* **Text passage**
■ ■ ■ ■

The Open Search Foundation this week released an update that, in addition to improving vector performance, adds support for the Model Context Protocol (MCP) and an application programming interface (API) for artificial intelligence (AI) agents.
Announced at an Open Software Summit North America event, OpenSearch 3.1 also adds an ability to accelerate graphical processor unit (GPU) performance using a revamped index and integrations between the ML Commons benchmarking toolset for AI models with the OpenSearch metrics framework.
There is also a suite of tools for improving the quality of search results, a redesigned workflow detail page that simplifies configuration and a new workflow template for semantic search using sparse encoders to simplify deployment of search-by-text and rank results by semantic similarity.
Security has also been improved with an update to a plug-in that the Open Search Foundation provides. In addition to making a user object immutable, the amount of performance overhead previously created has been significantly reduced. There is also now available experimental functionality designed to improve the overall security posture of OpenSearch deployments.
Finally, support for OnDisk compression and integration with open source OpenTelemetry agent software for monitoring IT environments has also been added.

■ ■ ■ ■

* **Supplied material**
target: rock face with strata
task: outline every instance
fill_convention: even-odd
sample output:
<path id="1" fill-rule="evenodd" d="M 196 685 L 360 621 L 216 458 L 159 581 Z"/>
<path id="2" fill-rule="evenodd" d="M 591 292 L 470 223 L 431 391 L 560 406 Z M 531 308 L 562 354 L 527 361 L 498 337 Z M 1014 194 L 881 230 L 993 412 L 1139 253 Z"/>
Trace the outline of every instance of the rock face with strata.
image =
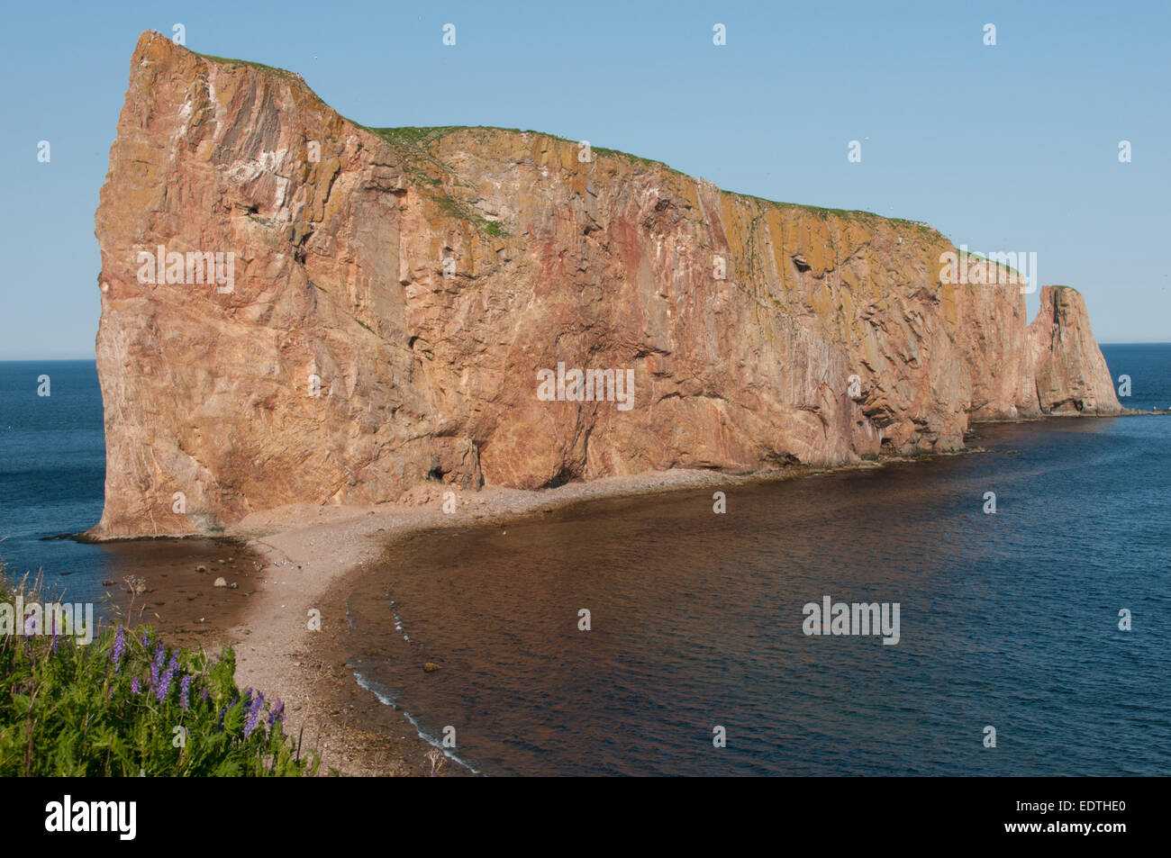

■ ■ ■ ■

* **Activity**
Continue the article on the OpenSearch 3.1 release from its final sentence. The records have nothing to do with this.

* **Output for this exercise**
First launched in 2021 as a fork of the Elasticsearch and Kibana projects, OpenSearch was donated last year by Amazon Web Services (AWS) to The Linux Foundation, which then set up the OpenSearch Software Foundation. OpenSearch today under an Apache 2.0 license now includes a suite of tools to ingest, search, visualize and analyze data. It includes a data store and search engine, a set of dashboards and a server-side data collector, dubbed Data Prepper. There are now hundreds of contributors to projects that now span more than 90 repositories.
Mukul Karnik, general manager for OpenSearch at AWS, noted that while there are many use cases for OpenSearch, usage of the platform has expanded greatly mainly because data science teams use these tools to collect massive amounts of data from across the web that is then used to train large language models (LLMs).
It’s not clear how many organizations have now either deployed a search engine or are using a service to collect data to train LLMs. The one thing that is certain is as more data is collected the need to index it becomes more pressing. In fact, search engines now play a crucial data management role in the AI era.
There are, of course, multiple open source and proprietary search engine options and, depending on the use case, different data science teams within the same organization might have opted for different options. The challenge is that prior to the rise of AI, the number of organizations that had any experience deploying and maintaining a search engine was limited, which means many are now relying on some type of managed service.
Regardless of how a search engine is employed, it’s only one piece of a larger data engineering puzzle that teams building AI applications need to master.